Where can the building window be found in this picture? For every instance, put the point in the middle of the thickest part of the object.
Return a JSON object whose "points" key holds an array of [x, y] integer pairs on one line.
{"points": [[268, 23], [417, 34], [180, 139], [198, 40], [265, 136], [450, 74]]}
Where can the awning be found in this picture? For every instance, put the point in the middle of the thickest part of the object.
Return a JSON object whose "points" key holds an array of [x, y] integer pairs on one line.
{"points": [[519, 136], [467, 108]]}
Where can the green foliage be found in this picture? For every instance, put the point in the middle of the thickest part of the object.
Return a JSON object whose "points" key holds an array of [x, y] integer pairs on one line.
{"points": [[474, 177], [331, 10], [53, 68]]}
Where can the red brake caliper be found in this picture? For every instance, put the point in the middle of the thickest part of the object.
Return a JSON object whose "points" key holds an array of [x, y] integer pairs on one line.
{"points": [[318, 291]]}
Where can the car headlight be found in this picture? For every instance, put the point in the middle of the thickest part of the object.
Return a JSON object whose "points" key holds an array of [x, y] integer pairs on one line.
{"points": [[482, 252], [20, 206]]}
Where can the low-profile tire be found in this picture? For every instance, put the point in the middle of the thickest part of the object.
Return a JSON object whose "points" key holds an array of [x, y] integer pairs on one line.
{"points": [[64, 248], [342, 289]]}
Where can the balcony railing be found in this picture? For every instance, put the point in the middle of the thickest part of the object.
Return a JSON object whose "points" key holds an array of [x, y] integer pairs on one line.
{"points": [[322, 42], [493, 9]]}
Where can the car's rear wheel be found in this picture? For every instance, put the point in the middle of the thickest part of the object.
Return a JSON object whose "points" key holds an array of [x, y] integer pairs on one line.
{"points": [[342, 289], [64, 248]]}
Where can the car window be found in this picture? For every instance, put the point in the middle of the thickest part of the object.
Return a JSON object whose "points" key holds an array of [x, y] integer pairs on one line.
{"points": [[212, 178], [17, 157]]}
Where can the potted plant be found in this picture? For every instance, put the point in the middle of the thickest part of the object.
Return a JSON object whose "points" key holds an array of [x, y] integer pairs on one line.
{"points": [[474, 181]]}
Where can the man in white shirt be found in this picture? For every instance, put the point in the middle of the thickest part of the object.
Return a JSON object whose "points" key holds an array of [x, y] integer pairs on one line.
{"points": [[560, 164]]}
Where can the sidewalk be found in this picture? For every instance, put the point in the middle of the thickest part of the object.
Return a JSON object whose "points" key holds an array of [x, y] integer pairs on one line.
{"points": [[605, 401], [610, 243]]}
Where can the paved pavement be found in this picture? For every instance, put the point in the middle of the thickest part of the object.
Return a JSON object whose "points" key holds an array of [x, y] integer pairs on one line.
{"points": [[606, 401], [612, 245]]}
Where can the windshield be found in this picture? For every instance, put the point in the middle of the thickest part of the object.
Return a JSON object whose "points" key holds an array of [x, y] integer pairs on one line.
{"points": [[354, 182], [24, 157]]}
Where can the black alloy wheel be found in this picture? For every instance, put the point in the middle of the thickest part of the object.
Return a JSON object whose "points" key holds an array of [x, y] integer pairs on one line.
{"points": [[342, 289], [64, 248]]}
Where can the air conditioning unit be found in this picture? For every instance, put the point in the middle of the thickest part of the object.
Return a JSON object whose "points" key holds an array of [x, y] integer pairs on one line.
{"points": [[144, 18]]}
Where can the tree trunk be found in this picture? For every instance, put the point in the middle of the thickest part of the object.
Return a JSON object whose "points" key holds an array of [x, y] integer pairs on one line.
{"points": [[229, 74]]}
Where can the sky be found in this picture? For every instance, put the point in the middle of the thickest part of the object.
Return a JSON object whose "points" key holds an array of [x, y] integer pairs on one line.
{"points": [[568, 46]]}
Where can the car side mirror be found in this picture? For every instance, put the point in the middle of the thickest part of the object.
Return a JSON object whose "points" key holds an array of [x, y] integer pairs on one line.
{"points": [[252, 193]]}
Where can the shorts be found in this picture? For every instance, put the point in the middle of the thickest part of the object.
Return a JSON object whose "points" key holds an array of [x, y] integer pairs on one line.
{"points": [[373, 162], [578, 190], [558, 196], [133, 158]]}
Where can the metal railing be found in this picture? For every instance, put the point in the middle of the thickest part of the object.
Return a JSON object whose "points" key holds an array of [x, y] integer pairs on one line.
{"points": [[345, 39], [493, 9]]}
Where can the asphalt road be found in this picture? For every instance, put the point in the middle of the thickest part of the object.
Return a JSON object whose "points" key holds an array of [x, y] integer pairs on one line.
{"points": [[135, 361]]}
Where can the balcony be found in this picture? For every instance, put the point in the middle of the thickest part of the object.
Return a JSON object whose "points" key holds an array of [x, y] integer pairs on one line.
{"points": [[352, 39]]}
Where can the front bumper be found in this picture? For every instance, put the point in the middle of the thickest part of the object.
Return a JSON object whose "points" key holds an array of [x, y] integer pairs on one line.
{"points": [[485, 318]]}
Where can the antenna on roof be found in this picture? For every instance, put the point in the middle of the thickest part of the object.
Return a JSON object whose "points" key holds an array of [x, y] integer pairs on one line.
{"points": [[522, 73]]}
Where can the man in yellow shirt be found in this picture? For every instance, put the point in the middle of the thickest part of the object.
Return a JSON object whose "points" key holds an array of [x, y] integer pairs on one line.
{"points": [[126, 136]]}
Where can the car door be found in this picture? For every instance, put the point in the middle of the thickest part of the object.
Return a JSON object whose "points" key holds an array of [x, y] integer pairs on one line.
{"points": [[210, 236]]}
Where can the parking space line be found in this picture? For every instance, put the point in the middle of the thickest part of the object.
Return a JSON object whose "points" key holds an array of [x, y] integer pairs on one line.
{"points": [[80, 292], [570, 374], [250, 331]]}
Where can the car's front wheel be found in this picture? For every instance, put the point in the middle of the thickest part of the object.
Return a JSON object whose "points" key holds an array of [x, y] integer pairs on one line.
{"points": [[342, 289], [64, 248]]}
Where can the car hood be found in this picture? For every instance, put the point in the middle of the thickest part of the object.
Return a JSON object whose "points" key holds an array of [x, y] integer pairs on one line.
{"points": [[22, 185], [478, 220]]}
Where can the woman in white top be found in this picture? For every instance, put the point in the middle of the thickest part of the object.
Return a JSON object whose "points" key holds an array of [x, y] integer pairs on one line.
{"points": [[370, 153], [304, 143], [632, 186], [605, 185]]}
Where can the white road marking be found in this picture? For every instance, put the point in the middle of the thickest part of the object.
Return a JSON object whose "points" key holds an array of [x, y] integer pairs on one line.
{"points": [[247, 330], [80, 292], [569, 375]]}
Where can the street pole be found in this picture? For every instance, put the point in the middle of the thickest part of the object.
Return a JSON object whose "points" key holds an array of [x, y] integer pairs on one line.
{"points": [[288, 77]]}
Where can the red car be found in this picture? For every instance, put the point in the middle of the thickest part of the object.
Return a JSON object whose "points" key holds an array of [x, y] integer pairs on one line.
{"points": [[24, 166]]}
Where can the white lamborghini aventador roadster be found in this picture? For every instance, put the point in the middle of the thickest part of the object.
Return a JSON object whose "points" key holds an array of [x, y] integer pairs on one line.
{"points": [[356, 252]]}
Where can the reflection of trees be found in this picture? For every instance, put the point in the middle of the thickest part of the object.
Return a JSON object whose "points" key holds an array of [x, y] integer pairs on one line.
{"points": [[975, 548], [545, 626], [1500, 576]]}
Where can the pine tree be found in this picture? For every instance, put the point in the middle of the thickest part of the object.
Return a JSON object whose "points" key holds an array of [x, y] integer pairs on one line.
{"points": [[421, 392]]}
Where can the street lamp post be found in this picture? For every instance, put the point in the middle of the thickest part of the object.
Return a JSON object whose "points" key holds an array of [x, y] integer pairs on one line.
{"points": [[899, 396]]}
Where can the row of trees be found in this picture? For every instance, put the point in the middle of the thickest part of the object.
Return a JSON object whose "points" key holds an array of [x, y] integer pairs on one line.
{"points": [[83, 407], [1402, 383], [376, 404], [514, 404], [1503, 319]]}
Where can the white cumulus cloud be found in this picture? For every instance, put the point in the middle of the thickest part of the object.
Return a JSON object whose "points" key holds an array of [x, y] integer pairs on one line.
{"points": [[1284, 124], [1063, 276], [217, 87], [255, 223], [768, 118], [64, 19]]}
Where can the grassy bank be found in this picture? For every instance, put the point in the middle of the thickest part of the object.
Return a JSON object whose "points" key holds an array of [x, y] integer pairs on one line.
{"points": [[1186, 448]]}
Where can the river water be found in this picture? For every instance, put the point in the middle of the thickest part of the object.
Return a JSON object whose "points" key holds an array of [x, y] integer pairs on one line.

--------------------------------------------------

## WHAT YOU HAVE TO DO
Write out the lines above from the one containing "Where can the street lamp" through the last, exactly as they are.

## WRITTEN RESPONSE
Where can the street lamp post be found in this picture? For every instance, put the point in the middle of the thickest part of the object.
Return a JSON object whose "points" key holds an array of [x, y] integer pairs on one line.
{"points": [[899, 396]]}
Where can the row of trees be found in this picture? For every instance, put the point in the middle of the thickest part of the object.
Return a JSON object whose "points" key holds an array of [x, y] integer pairs on one line.
{"points": [[83, 407], [1402, 383], [376, 404], [514, 404], [1503, 319]]}
Where can the white cumulus cloud be found in this picture? For every instance, put the point in the middle of the thickest part of the object.
Return a JSON object whose "points" key holds an array of [x, y] integer pairs on one line.
{"points": [[1284, 124], [1063, 276], [217, 87], [255, 223], [768, 118], [64, 19]]}
Where can the grassy bank be found in this picture? For every instance, put the point in the middle of the thickest part of the object.
Return a JSON object whose "points" key holds an array of [x, y] integer pairs on one line.
{"points": [[1186, 448]]}
Where can the river water be found in this picture? For every instance, put the point in the middle of the thickest part of the object.
Return a JSON object whose "points" key holds an array of [x, y] integer pairs on one line.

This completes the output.